__STATED TASK__: Format the lines below as a numbered list, omitting any blank lines.

[Items listed in a dataset]
========

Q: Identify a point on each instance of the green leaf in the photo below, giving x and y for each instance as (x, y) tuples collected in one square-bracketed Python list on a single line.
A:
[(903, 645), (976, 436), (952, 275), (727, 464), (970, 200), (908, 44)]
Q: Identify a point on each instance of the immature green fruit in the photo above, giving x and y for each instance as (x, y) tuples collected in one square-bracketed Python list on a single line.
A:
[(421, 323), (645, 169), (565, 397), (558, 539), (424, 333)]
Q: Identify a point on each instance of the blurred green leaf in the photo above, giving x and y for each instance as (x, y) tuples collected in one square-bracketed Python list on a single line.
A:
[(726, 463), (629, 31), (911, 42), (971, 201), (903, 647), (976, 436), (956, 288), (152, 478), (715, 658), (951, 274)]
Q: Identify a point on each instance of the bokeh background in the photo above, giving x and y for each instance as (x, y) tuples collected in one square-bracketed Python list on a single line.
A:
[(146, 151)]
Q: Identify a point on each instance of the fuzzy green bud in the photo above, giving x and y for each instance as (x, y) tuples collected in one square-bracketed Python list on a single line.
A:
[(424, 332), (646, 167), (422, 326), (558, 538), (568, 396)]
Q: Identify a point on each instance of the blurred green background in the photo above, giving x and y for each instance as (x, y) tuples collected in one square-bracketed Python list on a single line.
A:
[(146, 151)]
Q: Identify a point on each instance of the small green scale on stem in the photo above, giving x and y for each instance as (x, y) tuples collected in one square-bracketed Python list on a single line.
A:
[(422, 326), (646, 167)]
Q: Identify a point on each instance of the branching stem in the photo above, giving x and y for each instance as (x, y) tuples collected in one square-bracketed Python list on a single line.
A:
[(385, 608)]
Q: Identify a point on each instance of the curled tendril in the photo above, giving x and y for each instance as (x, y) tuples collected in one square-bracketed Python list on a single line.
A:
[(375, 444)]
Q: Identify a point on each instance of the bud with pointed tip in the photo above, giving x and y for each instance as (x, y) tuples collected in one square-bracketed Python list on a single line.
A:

========

__OUTPUT FOR THIS TASK__:
1. Q: Identify a point on each instance of the green leaf in the photo below, giving x and y for each instance as (x, y) tuples collected in one square-bracketed Python list on a single line.
2. A:
3. [(903, 645), (976, 436), (952, 275), (727, 464), (970, 200), (908, 44)]
4. Q: Identify a point on each instance of the immature green fruit in the photo above, giving x and y for each instance as (x, y) tuples collected in one square-bracketed Python list on a single line.
5. A:
6. [(421, 323), (645, 169), (565, 397), (558, 539), (424, 333)]
7. Q: Identify a point on each instance of the blurred green leaf in the photo above, giving x and y for each instance as (x, y) tuples collected in one square-bracketed Python list on a single line.
8. A:
9. [(726, 463), (629, 31), (911, 42), (971, 201), (903, 647), (976, 436), (956, 288), (152, 478), (715, 658), (951, 274)]
10. Q: Identify a point on each instance of the bokeh background in the photo above, giving x and y for each instance as (x, y) tuples collected in one square-bracketed Python list on a single line.
11. A:
12. [(146, 151)]
13. Q: Identify a point on each instance of the fuzzy green bud in the photo above, giving x and y for each instance as (x, y) tuples collected in one square-bracketed Python list on a single line.
14. A:
15. [(424, 332), (646, 167), (422, 326), (558, 538), (568, 396)]
16. Q: Identify a point on each instance of the blurred green background in the photo above, giving x and y for each instance as (x, y) tuples collected in one square-bracketed Python list on a single line.
17. A:
18. [(146, 151)]
19. Q: Identify a point on each instance of the small green scale on stem in the photo above, giving x and y for each instance as (x, y) tuples collected in one square-bracketed Python list on a single line.
20. A:
21. [(422, 326), (646, 167)]
22. Q: Identify a point on each instance of the branching stem in the photo above, giving x and y for each instance as (x, y) tuples collected in one square-bracketed Python list on a single line.
23. A:
24. [(385, 608)]
25. Q: Identify a point on each instance of the curled tendril in the photo above, giving x and y for each instance as (x, y) tuples collected in one square-bracketed Python list on a single line.
26. A:
27. [(375, 444)]
28. Q: Identify a point on each instance of the bud with pointed tip in the photo above, giving x and y for each instance as (x, y) tuples collected in one square-bracketed Python list on a single line.
29. A:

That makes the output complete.